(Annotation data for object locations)
----------

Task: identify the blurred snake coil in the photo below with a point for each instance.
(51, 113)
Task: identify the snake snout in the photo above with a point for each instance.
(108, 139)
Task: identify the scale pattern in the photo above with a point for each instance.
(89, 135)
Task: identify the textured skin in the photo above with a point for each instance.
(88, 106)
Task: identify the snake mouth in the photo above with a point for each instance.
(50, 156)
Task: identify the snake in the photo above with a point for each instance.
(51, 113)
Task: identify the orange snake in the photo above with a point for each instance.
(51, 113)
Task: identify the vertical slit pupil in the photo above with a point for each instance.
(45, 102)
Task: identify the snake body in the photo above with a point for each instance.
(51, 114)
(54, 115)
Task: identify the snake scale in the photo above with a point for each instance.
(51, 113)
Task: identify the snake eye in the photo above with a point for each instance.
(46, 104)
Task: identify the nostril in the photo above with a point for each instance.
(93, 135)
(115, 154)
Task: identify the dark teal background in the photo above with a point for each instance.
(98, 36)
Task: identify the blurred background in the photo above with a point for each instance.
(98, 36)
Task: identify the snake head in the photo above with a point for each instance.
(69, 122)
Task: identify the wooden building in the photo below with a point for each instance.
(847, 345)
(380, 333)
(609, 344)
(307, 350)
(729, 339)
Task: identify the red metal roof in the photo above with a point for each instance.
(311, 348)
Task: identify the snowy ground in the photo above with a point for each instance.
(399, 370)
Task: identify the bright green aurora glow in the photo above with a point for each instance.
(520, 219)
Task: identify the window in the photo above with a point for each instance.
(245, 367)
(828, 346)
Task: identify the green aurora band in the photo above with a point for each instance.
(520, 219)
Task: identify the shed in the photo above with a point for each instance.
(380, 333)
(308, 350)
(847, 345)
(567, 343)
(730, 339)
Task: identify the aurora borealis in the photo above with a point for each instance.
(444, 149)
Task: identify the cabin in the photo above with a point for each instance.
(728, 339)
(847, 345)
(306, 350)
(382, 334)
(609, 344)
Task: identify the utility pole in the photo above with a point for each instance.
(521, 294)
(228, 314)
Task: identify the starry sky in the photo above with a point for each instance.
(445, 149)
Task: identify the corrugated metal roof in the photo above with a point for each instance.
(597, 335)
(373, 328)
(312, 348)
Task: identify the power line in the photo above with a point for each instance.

----------

> **TO BE DONE**: Render every line of the entries above as a JSON list of strings, one string per line, leaving out blank lines.

> **CORRECT OUTPUT**:
[
  "Task: identify the blurred snake coil in the photo below with a point for each instance.",
  "(51, 113)",
  "Task: identify the snake snout in the photo above with a point for each instance.",
  "(108, 139)",
  "Task: identify the scale pattern in the photo above with a point for each instance.",
  "(89, 135)",
  "Task: identify the textured skin in the photo above with a point for each instance.",
  "(88, 106)",
  "Task: identify the snake mouth in the photo above with a point for each instance.",
  "(50, 156)",
  "Task: identify the snake in the photo above with a point for each instance.",
  "(51, 113)",
  "Task: identify the orange snake in the photo above with a point for each instance.",
  "(51, 113)",
  "Task: identify the vertical slit pupil in the photo above with a point for each instance.",
  "(45, 102)",
  "Task: identify the snake body in the photo above with a point for each instance.",
  "(51, 114)",
  "(54, 115)",
  "Task: identify the snake scale in the photo above with a point for each instance.",
  "(51, 113)",
  "Task: identify the snake eye in the photo above with a point for each instance.",
  "(46, 104)",
  "Task: identify the nostril in the photo above with a point for each instance.",
  "(93, 135)",
  "(115, 154)",
  "Task: identify the dark teal background in the photo above with a point for each instance.",
  "(98, 36)",
  "Task: identify the blurred background in the photo above with a point for each instance.",
  "(98, 36)",
  "Task: identify the snake head in the photo above with a point for each instance.",
  "(69, 122)",
  "Task: identify the wooden building in the photo below with a point for each instance.",
  "(847, 345)",
  "(380, 333)",
  "(609, 344)",
  "(307, 350)",
  "(729, 339)",
  "Task: identify the red metal roof in the photo above with a point for each instance.",
  "(311, 348)",
  "Task: identify the snowy ground in the photo above with a point for each instance.",
  "(399, 370)",
  "Task: identify the bright green aurora glow in the photo above with a point for each instance.",
  "(520, 219)",
  "Task: identify the window in the photo above with a point for each instance.",
  "(245, 367)",
  "(828, 346)",
  "Task: identify the green aurora band in the photo above with a point for each instance.",
  "(520, 219)",
  "Task: identify the shed in the photo above with a point for each instance.",
  "(380, 333)",
  "(308, 350)",
  "(847, 345)",
  "(567, 343)",
  "(730, 339)",
  "Task: identify the aurora borealis in the photo above with a point for each instance.",
  "(444, 149)",
  "Task: identify the cabin in the photo above with a point for each instance.",
  "(728, 339)",
  "(847, 345)",
  "(306, 350)",
  "(382, 334)",
  "(609, 344)",
  "Task: identify the utility pole in the photo above with a point for each instance.",
  "(521, 294)",
  "(228, 314)",
  "Task: identify the starry sky in the photo above with a point for each instance.",
  "(445, 149)",
  "Task: identify the corrugated metal roof in the photo above with a point for each instance.",
  "(597, 335)",
  "(373, 328)",
  "(312, 348)",
  "Task: identify the power line in the photo above with a point for each instance."
]